Provided passage:
________
The municipality capital is up on a big mountain, surrounded by many pine trees and some oak trees. The mountains are very high and steep. In some of these mountains the vegetation changes to bushes and undergrowth. The origin of the rocks and soil all around is volcanic.

== Boundaries ==
Its boundaries are:
- North: San Manuel Colohete municipality and Ocotepeque department.
- South: Tomalá and San Andrés municipalities.
- East: La Campa and San Manuel Colohete municipalities.
- West: Guarita, Cololaca and San Marcos de Caiquin municipalities.
- Area: 227 km^{2}

== Resources ==
The coffee harvest provides jobs for the locals and people from other places, as it's the main economic activity of the region. The second most important activity is raising cattle. The commerce of groceries with Gracias is a very profitable activity. The corn and bean crops are primarily for local consumption. In 2007, a sewage system was installed, using water from perforated wells. San Sebastián is connected to the electricity network and has mobile communications coverage. As for the transportation services, only one bus is available, and it stays in the municipality's capital and travels back from Gracias in the afternoon.

== Population ==
- Population: For the year 2001 this municipality had 8,026 people, and in 2013 the municipality had 10,453 people.
________
Recorded information:
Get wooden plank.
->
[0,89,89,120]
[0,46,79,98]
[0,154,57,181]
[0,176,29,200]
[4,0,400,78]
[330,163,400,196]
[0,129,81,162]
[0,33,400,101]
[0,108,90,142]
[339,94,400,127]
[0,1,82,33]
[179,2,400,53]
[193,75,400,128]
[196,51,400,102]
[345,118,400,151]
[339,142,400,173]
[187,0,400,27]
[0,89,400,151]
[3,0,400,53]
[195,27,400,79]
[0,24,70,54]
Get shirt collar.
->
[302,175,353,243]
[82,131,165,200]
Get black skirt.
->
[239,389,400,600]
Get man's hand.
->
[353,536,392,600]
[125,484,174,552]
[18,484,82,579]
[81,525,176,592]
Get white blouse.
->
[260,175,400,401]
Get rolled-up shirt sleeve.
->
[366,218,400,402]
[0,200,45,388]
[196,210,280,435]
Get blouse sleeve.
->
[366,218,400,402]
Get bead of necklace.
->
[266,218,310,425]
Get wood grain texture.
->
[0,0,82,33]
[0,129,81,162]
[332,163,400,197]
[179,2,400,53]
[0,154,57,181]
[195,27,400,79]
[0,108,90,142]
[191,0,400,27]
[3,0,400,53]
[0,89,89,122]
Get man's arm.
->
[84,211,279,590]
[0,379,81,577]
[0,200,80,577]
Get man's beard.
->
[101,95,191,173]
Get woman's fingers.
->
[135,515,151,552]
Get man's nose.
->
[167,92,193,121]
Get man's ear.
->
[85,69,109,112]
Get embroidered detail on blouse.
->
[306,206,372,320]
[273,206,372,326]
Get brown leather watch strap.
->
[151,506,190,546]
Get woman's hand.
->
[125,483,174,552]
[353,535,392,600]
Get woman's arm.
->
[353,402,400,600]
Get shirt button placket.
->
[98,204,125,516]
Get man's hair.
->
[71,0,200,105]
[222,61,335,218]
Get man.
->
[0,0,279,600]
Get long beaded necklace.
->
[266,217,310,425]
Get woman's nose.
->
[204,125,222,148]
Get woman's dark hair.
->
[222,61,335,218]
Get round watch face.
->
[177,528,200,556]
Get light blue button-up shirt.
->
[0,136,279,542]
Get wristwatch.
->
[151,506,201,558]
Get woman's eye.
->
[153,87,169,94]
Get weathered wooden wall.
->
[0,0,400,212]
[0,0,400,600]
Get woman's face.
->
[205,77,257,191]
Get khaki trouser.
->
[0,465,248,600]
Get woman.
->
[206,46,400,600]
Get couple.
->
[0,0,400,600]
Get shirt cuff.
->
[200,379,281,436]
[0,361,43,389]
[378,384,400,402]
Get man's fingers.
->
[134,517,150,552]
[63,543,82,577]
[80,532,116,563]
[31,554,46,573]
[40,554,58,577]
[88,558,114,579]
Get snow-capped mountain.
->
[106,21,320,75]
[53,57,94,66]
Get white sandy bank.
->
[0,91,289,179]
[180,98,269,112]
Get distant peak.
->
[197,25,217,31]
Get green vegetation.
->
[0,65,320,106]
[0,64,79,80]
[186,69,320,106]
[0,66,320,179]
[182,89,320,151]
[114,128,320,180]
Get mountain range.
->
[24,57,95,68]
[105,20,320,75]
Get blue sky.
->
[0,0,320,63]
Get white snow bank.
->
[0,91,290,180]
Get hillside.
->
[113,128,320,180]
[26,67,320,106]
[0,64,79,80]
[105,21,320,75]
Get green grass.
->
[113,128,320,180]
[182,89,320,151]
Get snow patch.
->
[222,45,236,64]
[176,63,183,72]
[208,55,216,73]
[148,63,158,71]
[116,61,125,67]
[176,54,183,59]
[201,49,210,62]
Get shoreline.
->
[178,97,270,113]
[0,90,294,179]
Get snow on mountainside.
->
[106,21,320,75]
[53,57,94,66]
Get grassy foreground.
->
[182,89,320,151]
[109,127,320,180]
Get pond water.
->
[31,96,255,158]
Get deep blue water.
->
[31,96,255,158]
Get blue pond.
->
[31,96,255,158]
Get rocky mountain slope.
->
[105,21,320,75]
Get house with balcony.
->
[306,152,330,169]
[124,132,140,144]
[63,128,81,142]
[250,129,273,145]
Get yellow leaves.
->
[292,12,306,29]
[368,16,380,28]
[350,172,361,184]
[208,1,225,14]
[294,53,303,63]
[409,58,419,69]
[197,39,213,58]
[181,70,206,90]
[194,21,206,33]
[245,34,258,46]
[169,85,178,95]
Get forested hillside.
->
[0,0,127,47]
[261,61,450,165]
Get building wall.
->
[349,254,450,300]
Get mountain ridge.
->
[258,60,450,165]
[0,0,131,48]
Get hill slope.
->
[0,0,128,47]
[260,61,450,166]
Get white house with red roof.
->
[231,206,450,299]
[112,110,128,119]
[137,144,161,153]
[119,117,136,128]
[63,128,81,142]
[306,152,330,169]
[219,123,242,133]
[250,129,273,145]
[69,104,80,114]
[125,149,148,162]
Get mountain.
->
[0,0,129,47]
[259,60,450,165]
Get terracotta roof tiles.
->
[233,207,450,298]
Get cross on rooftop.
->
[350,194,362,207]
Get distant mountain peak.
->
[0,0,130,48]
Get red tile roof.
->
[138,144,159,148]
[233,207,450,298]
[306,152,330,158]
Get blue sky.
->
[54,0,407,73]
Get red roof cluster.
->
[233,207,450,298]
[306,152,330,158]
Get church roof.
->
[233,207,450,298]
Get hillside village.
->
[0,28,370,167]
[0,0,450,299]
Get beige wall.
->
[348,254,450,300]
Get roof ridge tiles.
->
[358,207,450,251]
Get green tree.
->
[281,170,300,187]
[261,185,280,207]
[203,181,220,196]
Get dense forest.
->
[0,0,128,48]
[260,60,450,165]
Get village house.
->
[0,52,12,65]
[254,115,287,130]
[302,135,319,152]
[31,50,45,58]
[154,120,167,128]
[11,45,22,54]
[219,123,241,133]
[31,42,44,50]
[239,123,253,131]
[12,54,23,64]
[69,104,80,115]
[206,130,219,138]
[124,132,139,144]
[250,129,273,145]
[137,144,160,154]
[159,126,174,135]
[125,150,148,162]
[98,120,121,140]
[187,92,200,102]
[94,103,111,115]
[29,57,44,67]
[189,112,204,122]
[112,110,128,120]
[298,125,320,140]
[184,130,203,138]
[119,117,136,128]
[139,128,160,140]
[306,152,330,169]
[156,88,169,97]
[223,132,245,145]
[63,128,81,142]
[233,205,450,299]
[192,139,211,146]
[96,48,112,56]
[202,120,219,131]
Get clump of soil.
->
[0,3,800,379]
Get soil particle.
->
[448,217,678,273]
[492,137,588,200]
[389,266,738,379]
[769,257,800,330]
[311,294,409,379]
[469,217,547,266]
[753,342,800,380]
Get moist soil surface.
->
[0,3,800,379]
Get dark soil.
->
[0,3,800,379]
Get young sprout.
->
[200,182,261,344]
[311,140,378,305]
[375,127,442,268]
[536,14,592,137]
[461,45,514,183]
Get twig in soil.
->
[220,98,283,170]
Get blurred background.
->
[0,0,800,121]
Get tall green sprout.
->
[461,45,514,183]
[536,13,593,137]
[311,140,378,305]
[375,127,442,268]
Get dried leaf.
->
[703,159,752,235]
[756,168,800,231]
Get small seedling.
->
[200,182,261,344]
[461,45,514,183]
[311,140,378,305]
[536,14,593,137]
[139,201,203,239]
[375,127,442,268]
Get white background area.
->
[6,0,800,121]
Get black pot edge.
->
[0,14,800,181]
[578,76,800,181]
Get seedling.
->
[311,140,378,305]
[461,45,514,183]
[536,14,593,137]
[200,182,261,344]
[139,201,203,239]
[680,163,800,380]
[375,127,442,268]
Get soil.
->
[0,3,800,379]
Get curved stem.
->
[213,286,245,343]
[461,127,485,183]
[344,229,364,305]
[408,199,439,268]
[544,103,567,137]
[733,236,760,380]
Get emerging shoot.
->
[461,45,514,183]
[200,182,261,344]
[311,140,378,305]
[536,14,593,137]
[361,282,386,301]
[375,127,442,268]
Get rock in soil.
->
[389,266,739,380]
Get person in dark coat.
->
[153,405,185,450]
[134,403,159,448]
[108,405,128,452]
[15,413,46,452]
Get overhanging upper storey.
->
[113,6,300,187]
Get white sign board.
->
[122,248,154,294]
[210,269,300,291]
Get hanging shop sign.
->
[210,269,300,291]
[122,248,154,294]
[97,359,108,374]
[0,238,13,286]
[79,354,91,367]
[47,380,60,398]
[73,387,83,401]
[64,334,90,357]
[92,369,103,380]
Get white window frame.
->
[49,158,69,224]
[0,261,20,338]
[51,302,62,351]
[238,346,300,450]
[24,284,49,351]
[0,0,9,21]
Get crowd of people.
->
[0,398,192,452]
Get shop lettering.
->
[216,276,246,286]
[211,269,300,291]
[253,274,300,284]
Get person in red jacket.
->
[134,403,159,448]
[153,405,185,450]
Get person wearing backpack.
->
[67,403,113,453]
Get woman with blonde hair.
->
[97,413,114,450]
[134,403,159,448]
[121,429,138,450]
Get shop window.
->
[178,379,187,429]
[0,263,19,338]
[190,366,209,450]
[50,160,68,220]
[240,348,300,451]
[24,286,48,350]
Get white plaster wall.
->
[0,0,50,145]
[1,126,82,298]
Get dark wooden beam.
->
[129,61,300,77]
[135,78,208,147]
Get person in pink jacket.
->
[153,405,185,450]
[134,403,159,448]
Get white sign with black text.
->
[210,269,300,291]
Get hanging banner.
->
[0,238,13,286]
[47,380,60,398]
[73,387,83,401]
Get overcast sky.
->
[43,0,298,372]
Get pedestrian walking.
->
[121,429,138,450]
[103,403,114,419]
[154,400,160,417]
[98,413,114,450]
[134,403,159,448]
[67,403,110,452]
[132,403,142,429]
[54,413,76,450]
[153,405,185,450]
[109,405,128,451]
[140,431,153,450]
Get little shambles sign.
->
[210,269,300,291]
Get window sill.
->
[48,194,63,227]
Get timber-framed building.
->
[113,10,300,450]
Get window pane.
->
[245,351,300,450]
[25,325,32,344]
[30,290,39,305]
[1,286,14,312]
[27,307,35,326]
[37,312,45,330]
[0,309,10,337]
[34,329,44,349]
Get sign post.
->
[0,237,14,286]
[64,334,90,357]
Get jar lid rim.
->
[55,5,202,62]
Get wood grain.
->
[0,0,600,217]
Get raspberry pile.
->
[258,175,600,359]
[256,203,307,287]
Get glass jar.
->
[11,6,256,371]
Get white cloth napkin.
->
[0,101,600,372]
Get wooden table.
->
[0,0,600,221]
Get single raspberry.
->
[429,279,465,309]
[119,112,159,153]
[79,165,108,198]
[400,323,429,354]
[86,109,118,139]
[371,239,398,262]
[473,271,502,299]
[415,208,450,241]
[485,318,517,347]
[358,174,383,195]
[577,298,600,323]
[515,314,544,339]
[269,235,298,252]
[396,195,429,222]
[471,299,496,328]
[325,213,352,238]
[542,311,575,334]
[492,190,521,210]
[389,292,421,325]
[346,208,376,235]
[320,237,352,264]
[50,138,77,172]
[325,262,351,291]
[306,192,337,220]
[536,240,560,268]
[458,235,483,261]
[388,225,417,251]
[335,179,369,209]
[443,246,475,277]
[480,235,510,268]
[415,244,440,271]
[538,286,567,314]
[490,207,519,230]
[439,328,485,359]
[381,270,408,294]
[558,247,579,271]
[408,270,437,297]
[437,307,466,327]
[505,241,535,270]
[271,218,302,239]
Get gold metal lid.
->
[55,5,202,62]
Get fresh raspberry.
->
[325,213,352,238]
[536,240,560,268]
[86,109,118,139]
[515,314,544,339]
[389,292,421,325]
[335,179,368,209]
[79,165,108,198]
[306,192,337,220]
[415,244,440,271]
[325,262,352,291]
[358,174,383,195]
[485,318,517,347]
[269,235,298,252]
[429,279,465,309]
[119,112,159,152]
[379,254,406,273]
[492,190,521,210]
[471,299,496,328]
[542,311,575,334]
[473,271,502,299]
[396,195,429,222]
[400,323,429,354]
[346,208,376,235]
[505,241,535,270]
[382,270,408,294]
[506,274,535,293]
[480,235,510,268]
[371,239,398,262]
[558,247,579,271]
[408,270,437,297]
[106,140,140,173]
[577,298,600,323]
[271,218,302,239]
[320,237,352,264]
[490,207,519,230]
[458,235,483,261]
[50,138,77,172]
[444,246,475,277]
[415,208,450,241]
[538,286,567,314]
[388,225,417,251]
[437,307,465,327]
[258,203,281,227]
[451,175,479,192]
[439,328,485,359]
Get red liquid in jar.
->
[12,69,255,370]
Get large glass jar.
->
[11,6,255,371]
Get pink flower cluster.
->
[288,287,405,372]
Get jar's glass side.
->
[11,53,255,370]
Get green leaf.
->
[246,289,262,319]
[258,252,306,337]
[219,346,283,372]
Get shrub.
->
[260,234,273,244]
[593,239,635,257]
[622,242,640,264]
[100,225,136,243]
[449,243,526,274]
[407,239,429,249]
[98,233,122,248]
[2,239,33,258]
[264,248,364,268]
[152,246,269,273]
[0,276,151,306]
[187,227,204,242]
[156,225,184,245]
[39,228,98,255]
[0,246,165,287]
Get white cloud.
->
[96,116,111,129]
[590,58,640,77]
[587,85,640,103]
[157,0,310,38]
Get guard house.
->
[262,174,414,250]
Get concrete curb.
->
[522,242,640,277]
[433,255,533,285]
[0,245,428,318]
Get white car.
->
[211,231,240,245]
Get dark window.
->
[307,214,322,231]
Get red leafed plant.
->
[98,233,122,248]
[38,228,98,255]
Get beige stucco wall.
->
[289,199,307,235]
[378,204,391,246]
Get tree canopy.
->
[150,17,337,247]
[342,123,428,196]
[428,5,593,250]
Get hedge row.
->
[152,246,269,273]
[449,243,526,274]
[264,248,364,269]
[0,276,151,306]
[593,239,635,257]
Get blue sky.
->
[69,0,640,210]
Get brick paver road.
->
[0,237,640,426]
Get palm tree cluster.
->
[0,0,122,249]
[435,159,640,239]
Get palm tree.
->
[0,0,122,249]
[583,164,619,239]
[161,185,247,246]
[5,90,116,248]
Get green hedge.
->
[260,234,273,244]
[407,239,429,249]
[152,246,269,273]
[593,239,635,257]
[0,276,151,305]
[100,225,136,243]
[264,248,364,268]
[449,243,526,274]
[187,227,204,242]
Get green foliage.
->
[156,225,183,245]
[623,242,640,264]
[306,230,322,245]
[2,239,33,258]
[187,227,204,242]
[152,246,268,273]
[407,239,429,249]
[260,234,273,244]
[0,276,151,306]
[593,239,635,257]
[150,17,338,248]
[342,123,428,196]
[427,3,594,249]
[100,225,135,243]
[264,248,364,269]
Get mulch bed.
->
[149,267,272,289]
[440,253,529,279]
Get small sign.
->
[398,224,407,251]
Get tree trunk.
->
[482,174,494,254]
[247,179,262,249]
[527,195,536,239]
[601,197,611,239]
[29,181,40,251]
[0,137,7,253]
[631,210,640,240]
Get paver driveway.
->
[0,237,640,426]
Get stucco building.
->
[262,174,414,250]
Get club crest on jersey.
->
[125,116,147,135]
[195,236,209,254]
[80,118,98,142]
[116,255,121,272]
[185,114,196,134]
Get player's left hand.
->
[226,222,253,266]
________
Assigned task 1:
In the passage about San Sebastián municipality, what is the second most important economic activity?
Assigned task 2:
Continue the passage about San Sebastián municipality, picking up after its final line on population.

Task output 1:
Raising cattle.

Task output 2:
- Villages: 7
- Settlements: 108

===Demographics===
At the time of the 2013 Honduras census, San Sebastián municipality had a population of 10,453. Of these, 89.83% were Indigenous (89.76% Lenca), 10.00% Mestizo and 0.17% Black or Afro-Honduran.

== Tourism ==

Once Colohete is passed the road becomes narrower and steeper and therefore more dangerous. 4-wheel drive vehicles are needed when visiting this municipality.
There are two rivers that must be crossed. One can only be crossed during the dry season. The other can be crossed via a bridge. The Congolon Mountain can be seen to the south and some other mountains in Ocotepeque to the north. The old church also gives a good reason to visit, if the traveler enjoys ancient colonial buildings. This municipality is in the Colosuca path, this is organized by the national institute of tourism and some Mayor's offices of several municipalities. The object of this is to show the Indian legacy.

- Local Holidays: "San Sebastián" day on 20 January.